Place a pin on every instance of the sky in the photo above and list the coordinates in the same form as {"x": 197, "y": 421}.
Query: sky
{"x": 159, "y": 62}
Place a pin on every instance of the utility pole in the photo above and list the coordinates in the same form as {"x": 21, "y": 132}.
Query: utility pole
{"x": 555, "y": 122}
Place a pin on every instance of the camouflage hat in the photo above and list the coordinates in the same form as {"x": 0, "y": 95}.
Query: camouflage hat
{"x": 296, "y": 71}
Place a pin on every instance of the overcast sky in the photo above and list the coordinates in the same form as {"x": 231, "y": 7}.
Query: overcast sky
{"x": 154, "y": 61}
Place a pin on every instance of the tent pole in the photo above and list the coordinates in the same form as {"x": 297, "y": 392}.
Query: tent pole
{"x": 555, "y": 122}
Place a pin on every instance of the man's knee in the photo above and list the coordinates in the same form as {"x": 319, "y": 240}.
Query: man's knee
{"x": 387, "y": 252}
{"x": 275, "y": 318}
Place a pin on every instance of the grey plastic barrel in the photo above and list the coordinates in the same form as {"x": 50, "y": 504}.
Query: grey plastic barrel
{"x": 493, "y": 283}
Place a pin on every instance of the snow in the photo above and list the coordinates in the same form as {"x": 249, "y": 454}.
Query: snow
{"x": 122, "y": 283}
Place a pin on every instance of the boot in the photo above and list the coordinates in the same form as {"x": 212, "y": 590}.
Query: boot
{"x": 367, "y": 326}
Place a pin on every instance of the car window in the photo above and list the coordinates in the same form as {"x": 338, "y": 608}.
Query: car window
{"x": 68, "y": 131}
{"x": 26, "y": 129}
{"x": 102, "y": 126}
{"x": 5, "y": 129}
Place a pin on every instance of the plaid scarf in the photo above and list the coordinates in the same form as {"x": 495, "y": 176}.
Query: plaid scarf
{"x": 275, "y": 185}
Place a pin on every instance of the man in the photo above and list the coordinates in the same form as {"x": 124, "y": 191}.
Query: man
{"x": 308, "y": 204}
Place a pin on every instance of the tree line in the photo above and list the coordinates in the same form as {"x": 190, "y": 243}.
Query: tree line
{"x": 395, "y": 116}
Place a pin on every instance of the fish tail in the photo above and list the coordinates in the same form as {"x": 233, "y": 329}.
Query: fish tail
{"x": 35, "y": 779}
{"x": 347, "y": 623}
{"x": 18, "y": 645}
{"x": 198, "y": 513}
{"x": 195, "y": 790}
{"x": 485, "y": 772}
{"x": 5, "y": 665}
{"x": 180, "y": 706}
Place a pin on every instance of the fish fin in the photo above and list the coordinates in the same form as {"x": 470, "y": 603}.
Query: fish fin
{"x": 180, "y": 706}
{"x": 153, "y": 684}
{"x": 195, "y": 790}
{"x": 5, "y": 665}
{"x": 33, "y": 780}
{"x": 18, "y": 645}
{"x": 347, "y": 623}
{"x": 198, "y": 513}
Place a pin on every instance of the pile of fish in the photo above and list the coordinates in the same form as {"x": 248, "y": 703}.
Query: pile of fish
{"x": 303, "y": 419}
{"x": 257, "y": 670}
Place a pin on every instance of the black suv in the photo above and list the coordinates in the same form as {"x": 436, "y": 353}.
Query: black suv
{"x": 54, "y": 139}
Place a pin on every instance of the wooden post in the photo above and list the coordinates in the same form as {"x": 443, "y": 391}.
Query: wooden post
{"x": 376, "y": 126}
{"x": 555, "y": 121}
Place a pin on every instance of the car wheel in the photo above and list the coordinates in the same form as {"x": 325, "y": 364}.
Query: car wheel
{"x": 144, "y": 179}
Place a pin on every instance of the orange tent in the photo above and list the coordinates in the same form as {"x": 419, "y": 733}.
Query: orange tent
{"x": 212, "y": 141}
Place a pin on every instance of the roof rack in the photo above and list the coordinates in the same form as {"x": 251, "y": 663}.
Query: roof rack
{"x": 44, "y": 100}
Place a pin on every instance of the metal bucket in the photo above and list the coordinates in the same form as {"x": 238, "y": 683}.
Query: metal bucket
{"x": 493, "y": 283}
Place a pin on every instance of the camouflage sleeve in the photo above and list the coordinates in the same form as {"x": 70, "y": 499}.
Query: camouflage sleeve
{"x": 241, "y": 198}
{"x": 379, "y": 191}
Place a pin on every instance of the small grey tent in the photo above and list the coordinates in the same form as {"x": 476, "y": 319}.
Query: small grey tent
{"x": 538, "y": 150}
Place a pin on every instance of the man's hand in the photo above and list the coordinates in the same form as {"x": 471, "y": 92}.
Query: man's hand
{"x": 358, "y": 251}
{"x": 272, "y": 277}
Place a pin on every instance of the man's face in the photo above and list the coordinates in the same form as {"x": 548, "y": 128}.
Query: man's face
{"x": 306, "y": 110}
...
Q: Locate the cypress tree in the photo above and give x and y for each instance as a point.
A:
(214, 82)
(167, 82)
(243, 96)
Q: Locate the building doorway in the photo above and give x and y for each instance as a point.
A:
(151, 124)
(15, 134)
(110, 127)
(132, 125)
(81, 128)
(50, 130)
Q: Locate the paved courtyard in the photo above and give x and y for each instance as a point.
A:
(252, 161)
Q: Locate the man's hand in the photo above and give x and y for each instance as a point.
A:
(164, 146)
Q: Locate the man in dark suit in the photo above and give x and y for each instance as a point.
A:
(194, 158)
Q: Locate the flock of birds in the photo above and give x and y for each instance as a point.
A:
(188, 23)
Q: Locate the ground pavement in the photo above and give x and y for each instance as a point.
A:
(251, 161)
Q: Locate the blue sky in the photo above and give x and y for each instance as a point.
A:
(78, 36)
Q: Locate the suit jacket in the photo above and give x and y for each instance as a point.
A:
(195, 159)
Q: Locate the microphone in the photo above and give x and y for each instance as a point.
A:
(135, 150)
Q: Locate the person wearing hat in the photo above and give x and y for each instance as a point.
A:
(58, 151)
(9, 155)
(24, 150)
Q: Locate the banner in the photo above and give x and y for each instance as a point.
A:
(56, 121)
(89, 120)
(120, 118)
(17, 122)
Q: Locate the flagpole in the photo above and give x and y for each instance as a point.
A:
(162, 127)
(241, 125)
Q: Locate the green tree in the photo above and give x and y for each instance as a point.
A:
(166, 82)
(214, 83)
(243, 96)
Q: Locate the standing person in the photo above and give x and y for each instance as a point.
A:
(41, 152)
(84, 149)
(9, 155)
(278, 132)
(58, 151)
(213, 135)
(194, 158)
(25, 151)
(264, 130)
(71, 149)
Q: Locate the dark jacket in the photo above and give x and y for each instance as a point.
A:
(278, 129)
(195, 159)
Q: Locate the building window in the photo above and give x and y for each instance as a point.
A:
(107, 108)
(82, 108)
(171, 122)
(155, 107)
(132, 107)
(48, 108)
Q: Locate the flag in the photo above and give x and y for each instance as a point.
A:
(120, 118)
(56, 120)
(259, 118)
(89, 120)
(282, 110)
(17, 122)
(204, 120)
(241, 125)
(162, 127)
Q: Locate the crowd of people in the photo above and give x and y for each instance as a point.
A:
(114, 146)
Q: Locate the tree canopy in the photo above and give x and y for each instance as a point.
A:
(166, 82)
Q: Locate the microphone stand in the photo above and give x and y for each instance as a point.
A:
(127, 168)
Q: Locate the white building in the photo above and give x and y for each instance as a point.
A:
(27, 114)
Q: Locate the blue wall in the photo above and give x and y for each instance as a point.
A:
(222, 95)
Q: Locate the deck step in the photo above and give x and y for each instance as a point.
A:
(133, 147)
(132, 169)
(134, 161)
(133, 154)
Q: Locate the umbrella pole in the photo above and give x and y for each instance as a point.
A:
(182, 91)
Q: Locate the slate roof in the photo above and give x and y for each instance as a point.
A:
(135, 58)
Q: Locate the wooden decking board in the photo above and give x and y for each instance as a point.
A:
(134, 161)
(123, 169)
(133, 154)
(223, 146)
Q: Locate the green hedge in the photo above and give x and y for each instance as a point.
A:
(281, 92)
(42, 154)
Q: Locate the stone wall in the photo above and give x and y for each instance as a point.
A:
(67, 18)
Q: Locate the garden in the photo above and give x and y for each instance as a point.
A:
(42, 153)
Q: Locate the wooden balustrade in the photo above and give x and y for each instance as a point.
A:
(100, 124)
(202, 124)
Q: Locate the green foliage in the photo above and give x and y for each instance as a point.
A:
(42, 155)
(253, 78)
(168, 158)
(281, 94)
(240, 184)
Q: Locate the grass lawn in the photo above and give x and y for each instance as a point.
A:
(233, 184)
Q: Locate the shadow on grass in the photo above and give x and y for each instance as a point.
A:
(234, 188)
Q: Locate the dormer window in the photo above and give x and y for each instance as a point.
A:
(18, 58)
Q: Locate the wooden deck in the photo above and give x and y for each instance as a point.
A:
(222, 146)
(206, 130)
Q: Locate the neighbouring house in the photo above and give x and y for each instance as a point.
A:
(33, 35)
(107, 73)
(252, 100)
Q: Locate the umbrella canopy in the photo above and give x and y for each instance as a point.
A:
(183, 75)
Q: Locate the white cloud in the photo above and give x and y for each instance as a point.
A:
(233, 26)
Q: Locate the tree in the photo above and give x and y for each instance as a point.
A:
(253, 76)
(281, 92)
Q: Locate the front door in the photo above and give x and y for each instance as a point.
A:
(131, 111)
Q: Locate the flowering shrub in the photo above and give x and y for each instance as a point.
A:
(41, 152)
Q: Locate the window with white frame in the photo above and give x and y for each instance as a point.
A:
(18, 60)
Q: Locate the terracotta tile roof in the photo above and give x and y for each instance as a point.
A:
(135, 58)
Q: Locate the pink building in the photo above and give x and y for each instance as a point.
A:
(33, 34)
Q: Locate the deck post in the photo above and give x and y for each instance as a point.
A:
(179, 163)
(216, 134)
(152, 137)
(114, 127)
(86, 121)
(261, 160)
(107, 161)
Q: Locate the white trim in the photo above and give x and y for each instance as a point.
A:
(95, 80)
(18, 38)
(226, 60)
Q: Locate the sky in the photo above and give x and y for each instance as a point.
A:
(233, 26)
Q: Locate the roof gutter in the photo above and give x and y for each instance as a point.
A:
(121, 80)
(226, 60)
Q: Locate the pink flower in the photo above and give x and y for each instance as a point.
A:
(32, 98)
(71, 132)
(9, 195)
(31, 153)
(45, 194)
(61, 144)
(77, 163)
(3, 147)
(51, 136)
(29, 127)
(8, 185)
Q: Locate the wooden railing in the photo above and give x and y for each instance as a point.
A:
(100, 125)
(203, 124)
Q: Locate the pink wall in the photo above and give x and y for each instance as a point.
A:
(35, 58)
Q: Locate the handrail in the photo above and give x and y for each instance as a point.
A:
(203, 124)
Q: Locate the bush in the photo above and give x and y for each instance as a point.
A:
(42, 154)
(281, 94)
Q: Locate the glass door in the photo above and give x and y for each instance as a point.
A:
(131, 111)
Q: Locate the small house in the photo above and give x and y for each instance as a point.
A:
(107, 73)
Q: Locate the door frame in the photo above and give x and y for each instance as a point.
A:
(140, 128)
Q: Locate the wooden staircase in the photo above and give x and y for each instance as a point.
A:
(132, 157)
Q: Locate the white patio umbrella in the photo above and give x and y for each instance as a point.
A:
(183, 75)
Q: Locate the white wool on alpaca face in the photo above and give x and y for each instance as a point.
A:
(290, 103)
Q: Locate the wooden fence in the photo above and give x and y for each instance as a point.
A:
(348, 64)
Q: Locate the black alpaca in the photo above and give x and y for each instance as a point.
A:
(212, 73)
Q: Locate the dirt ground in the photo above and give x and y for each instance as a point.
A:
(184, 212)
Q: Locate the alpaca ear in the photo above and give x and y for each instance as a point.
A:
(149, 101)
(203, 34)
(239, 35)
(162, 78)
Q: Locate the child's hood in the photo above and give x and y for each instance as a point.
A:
...
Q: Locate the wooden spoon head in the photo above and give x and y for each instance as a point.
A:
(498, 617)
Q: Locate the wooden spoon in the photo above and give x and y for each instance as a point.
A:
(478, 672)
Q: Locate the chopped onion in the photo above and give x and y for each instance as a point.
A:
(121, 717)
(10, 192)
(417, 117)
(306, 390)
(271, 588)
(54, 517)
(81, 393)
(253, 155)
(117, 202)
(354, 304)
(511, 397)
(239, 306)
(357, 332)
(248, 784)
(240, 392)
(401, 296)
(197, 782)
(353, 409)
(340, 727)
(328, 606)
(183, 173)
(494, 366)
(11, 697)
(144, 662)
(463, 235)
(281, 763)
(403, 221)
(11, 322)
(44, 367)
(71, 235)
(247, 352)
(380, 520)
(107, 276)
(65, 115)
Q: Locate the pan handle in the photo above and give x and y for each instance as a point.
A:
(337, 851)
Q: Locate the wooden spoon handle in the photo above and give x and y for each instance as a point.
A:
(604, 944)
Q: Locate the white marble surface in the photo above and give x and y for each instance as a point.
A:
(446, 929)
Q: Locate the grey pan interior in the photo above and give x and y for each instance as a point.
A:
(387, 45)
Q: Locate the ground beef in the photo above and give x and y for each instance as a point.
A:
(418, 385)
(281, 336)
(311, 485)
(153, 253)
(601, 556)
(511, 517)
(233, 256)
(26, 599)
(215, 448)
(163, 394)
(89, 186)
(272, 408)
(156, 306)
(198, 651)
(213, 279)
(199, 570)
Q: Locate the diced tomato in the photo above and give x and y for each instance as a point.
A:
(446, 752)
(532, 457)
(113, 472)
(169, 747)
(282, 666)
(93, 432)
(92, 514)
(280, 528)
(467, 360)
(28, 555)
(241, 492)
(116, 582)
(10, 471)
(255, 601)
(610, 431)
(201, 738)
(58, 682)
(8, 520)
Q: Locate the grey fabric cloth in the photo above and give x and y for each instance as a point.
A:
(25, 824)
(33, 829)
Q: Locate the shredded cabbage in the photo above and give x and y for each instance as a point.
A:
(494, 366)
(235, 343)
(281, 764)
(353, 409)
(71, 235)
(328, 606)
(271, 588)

*Exercise details*
Only one stretch of the records above is wanted: the lines between the one holding "Place a pin on every instance of the tree" and the one holding "Place a pin on every instance of the fish tail", inclusive, reproduced exactly.

*Solution for this exercise*
Place a pin on every instance of the tree line in the photo above and list the coordinates in the same form as {"x": 190, "y": 243}.
Query: tree line
{"x": 395, "y": 116}
Place a pin on every instance of the fish tail in the photo above and list the coordinates in the same form as {"x": 233, "y": 329}.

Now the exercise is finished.